Task details — Can you reproduce every line of the material below, changing nothing except shifting each number in the answer pixel coordinates up by 73?

Input data —

------------------------------------------------

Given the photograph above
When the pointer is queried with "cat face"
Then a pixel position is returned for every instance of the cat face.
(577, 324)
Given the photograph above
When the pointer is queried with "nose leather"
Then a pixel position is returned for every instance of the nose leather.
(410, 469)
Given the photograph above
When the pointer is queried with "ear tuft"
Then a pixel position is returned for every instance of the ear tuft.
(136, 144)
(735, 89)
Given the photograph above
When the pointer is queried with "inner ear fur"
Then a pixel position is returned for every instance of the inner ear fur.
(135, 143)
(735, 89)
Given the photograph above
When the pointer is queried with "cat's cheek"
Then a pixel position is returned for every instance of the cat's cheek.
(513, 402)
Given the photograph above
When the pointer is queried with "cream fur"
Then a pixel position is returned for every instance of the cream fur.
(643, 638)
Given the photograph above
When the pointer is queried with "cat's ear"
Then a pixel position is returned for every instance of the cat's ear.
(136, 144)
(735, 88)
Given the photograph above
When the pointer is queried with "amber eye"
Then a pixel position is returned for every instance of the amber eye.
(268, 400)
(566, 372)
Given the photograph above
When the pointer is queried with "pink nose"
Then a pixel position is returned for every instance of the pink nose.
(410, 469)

------------------------------------------------

Result —
Given the photograph above
When the pointer is queried with "cat face"
Then a pixel position is returned for every instance of the cat face.
(650, 397)
Given the photograph above
When the pointer is queried with "nose leather"
Then a pixel position is returned for every instance of the nose leather.
(483, 542)
Given the photograph above
When the pointer is queried with "ear tuft"
Then a pixel position is returned for every instance of the ear tuft.
(209, 217)
(808, 162)
Given the photograph above
When the pointer is queried with "inner ear fur"
Then a pixel position is returned for every instance of the inner ear fur.
(208, 216)
(808, 162)
Given the photograph above
When the pointer is queried with "cat's cheek"
Then a pixel position is returned for every instance of the cat's cheek.
(586, 475)
Given the photograph above
When the pointer is queried with "cream fur"
Then a pixel position is returned for every instance of the cream fur.
(716, 711)
Given the photograph above
When the pointer is queried with "cat's ear"
Then a pixel position is returned for every instance of the cat's ear.
(209, 217)
(808, 161)
Given the photograph above
When the pointer is queried with "amber eye"
Then a pixel position is returned for every instance of the amber eye.
(341, 473)
(639, 445)
Given the photograph above
When the pointer is queried with "pink nose"
Then a pixel position is returned for every instance of the pink nose.
(483, 542)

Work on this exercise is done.